(THE INPUT)

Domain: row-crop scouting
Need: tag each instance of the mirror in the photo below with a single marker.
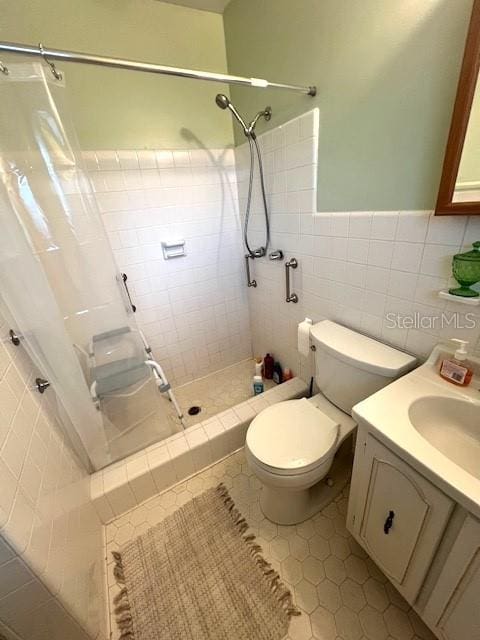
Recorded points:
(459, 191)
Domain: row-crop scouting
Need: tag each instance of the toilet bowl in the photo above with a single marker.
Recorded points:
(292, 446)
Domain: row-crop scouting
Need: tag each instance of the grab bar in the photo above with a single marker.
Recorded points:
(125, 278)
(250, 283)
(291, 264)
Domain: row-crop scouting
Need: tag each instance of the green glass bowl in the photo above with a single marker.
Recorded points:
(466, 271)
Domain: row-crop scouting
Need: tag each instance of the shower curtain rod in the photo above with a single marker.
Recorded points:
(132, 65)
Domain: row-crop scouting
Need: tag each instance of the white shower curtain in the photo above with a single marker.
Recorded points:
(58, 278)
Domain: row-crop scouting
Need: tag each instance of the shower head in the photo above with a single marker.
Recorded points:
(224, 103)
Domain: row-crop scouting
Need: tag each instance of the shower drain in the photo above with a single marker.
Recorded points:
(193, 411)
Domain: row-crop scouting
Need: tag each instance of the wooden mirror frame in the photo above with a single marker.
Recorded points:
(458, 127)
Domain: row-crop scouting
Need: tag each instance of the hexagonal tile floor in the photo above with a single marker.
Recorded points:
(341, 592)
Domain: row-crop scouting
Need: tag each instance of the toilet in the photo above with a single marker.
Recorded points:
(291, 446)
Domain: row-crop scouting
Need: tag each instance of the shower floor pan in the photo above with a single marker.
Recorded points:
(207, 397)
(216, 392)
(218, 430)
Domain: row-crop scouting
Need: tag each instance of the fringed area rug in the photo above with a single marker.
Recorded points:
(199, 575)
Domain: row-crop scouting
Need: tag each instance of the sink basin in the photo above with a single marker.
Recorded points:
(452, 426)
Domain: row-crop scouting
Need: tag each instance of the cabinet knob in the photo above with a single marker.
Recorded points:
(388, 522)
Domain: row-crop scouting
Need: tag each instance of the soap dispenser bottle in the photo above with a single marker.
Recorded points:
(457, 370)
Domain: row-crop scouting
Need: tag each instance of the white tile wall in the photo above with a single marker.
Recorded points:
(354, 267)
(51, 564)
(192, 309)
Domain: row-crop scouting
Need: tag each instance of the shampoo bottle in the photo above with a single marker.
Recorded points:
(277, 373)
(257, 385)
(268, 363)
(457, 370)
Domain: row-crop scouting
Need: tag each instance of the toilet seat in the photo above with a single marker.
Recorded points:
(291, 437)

(End THE INPUT)

▶ REQUIRED ACTION:
Every entry above, pictures excluded, needs to be duplicated exactly.

▶ WORKED SOLUTION:
Domain: row-crop scouting
Need: tag each instance of the mirror in the photo below with a single marker.
Recorded points:
(459, 191)
Domain: row-crop scouting
Need: tag each instance of the toilet bowl in the photo above with a single marker.
Recorded points:
(292, 446)
Domain: row-crop scouting
Need: tag each instance of the grab bar in the photo above with a single marker.
Recorded points:
(125, 278)
(250, 283)
(291, 264)
Domain: row-crop scouting
Need: tag each instance of the green glass bowl in the photo above with a single marker.
Recorded points:
(466, 271)
Domain: row-crop scouting
Need: tag each instance of the shower curtain rod in the photo above with a single marker.
Recorded points:
(132, 65)
Domain: row-crop scouting
Need: tag each instance of the white shower curtain in the photo above with a single marker.
Recorded points:
(58, 278)
Domain: row-crop scouting
Need: tag each instance of the shower head in the photo above with a single marker.
Recorded points:
(224, 103)
Domain: row-crop scouting
Need: tag each instance of the shower drain in the photo above with a single marker.
Recorded points:
(193, 411)
Domain: row-crop scouting
Need: tag each instance of the wooden mirror frame in the photo above with a single marker.
Recorded points:
(458, 127)
Domain: row-crop scouting
Need: tag each instance of the hexagonal tile floor in the photo above with a single marker.
Recorded points:
(341, 592)
Domain: row-crop scouting
Need: tag each instance of the toilet in the photo above with a single marker.
Recorded points:
(291, 446)
Domain: row-crop scouting
Need: tag each instance of the shower floor pan in the photo above with a single marker.
Recorded points:
(207, 397)
(216, 392)
(218, 430)
Domain: row-crop scouting
Need: tag each instance of the fringed area rug in the photo above with a single marker.
Recorded points:
(199, 575)
Domain: row-crop scouting
Need: tag each instance of the sink basin in the photo above with a single marker.
Recorded points:
(452, 426)
Domain: row-crop scouting
Need: tag each instance of the cabinet knob in the photo above with a single marker.
Recorded points:
(388, 522)
Domain: row-crop scouting
Need: tag each instance of the soap dispenser bottle in the photo above with a single marker.
Recorded points:
(457, 370)
Domain: row-crop scouting
Need: tag each instance of the white tile wall in the photo above with a single marker.
Recorded points:
(354, 267)
(51, 564)
(192, 309)
Domain: row-crop scouting
Need: tag each instance of the shampoo bottle in the photo above with a single marker.
Recorded points:
(277, 373)
(257, 385)
(268, 363)
(457, 370)
Domain: row-crop scouting
Need: tag each instance of the toilet seat in the photo above with a single marker.
Recorded points:
(291, 437)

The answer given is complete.